**CHALLENGE A:**
In the records below, find each line that contains the word "polo" and copy those lines. Case counts.

**READING PASSAGE:**
◆ ◆ ◆ ◆
Major Sedley Sweeny Bell-Irving, MC (Ret’d)

    • Major Sedley Sweeny Bell-Irving, MC (Ret’d)
    • RE Badge EIIR
    • Major (then Officer Cadet) Sedley Sweeny Bell-Irving, MC (Ret’d)

    We regret to advise of the death of Major Sedley Sweeny Bell-Irving, MC (Ret’d), Royal Engineers, on Cortes Island, BC on 19 December 2013 at the age of 96. 

    Sedley was born in England into the influential Bell-Irving family of British Columbia and followed a military career in the footsteps of his six uncles and his mother, who was as a battlefield nurse in WW I. 

    Sedley was educated at the Shawnigan Lake School near Victoria, BC and St. George’s School in Vancouver, BC before attending the Royal Military College in Kingston, ON.  He graduated in 1939 and was commissioned as a Lieutenant in the Royal Engineers and joined the British Army in France.  He was evacuated from Dunkirk as part of Operation DYNAMO in 1940.  He then returned to the continent in a mission to disable the port facilities in Cherbourg, escaping with only the clothes on his back.  Sedley served with the British 8th Army, 501 Field Company Royal Engineers from El Alamein in Africa, onwards through Sicily, Italy and Greece.  He was awarded an immediate Military Cross by General Alexander, the Commander-in-Chief of Mediterranean Forces, for valour at the Garigliano River crossing in Italy in January 1944.
◆ ◆ ◆ ◆
**DATA ENTRIES:**
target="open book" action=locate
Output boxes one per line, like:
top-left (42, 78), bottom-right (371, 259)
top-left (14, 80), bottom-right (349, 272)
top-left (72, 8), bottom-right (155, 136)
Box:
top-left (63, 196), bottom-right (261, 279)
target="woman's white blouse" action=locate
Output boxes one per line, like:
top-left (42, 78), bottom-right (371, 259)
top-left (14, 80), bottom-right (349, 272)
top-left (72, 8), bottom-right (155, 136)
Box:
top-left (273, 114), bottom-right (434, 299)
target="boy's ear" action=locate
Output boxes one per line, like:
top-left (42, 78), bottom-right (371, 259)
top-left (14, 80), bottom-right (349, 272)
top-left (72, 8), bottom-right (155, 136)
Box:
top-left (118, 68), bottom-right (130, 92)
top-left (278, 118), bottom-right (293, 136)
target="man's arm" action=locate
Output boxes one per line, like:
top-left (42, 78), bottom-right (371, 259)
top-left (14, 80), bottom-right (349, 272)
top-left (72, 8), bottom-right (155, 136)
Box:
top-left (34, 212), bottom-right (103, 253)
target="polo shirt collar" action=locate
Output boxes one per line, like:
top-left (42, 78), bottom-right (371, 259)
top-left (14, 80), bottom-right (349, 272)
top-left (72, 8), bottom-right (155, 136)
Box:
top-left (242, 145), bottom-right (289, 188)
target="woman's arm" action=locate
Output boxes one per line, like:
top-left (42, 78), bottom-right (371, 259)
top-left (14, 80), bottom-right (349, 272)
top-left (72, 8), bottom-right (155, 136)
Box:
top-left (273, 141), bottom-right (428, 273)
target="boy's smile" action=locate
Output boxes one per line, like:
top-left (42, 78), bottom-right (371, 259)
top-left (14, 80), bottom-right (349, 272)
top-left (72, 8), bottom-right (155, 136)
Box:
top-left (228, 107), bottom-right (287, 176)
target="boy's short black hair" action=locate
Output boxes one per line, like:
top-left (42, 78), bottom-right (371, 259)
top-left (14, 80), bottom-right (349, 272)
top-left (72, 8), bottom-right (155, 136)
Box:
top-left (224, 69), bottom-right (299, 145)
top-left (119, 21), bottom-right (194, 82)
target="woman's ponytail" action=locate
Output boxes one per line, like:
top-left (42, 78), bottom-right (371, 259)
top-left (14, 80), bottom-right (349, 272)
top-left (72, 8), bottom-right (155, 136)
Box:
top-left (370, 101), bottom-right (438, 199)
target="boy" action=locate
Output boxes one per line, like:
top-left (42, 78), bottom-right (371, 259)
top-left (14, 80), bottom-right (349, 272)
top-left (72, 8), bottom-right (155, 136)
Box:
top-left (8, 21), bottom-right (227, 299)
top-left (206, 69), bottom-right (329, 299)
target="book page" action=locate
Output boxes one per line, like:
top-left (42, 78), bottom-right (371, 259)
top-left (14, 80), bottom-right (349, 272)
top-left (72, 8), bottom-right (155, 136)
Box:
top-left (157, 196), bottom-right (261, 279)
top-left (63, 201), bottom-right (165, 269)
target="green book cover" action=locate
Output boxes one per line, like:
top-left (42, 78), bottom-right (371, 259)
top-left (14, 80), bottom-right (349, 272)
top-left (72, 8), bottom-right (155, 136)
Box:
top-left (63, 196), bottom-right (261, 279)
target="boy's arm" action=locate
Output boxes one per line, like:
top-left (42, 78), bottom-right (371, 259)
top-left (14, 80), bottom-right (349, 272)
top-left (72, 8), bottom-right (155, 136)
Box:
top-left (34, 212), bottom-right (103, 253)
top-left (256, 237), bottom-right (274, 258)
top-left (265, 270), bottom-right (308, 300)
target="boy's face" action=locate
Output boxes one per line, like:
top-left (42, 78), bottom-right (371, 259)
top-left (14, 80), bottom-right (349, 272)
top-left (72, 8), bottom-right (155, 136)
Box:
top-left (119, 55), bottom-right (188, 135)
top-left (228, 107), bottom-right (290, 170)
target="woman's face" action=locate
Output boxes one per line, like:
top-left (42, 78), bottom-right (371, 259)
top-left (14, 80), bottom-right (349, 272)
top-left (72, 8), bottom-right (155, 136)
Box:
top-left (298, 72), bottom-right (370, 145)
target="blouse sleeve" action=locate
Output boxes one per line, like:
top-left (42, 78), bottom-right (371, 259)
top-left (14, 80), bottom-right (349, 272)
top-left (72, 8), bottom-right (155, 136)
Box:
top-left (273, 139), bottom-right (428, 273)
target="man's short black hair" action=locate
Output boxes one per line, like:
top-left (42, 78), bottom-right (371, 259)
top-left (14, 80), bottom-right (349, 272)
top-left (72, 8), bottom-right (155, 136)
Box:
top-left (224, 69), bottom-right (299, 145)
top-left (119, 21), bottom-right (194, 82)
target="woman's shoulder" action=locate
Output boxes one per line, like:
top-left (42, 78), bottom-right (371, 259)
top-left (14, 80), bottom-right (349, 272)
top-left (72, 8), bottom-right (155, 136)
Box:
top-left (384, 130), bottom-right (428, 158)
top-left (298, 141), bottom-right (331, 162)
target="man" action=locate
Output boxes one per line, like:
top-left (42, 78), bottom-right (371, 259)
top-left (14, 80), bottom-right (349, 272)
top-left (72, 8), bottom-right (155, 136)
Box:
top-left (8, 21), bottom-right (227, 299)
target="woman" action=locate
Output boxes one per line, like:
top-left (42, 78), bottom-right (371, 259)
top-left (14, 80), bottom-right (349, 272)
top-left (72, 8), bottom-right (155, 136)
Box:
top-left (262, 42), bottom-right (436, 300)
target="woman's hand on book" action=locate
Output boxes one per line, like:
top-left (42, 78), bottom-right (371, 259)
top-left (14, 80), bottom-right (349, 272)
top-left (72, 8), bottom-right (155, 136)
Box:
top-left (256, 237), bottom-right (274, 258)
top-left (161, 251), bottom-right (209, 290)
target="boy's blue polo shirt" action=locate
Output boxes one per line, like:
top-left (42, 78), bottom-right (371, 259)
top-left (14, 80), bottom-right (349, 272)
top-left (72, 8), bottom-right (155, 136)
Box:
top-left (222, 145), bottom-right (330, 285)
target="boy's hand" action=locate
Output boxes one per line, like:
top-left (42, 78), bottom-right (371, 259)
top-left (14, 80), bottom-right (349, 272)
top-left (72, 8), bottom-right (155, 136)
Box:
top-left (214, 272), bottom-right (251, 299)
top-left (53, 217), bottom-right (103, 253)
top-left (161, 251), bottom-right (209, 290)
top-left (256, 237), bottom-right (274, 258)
◆ ◆ ◆ ◆
**CHALLENGE B:**
Resume the obituary of Major Sedley Sweeny Bell-Irving after its last sentence.

**RESULT A:**
target="polo shirt collar" action=locate
target="boy's blue polo shirt" action=locate

**RESULT B:**
    In 1946 after the war Sedley was posted to Canada and had a three-year attachment with the A-6 Canadian Engineer Training Centre in Chilliwack, BC in what was the precursor to the Royal Engineers Exchange Officer program at the Royal Canadian School of Military Engineering which officially started in 1949.  He returned to England in 1949 and served as a Squadron Commander at Royal Military Academy Sandhurst, followed by a tour with the British Army of the Rhine in Germany.

    Sedley retired in 1957, bought a farm in Wales, and for next thirty years devoted his energies to sustainable land management, self-sufficiency and the welfare of marginalized people. He managed an orphanage for Tibetan refugee children in Simla, India on behalf of Save the Children Fund.  He was president of the British Self-Sufficiency Association and author of a book entitled “The Challenge of Small Holding” (Oxford 1985 as Sedley Sweeny).  In 1987 he retired to Cortes Island on the Sunshine Coast of British Columbia.  He was a strong supporter of Cortes community initiatives including an emergency first aid and ambulance service; the Friends of Cortes Association; the Cortes Eco-Forestry Society (in conjunction with the Klahoose First Nation) and The Cooperation For Cortes Self-Sufficiency.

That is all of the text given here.